> [Work required] Return every line of the data below that contains the string "passenger", treating uppercase and lowercase as distinct.

> [Recorded data]
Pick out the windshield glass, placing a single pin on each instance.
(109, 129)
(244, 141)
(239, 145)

==

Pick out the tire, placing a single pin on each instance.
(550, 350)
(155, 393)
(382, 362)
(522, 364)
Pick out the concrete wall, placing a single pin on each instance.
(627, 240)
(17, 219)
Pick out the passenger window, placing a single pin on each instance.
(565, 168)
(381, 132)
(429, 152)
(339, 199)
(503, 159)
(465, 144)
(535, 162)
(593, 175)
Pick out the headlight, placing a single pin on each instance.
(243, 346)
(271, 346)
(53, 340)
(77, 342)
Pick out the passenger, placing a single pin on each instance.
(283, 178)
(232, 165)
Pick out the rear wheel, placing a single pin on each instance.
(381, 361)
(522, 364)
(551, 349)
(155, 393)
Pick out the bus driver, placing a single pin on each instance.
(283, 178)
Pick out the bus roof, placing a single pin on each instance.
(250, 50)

> [Result of the exercise]
Pick out the passenger window, placing a single pin on each instance.
Pick out the passenger, placing a single pin on each instance.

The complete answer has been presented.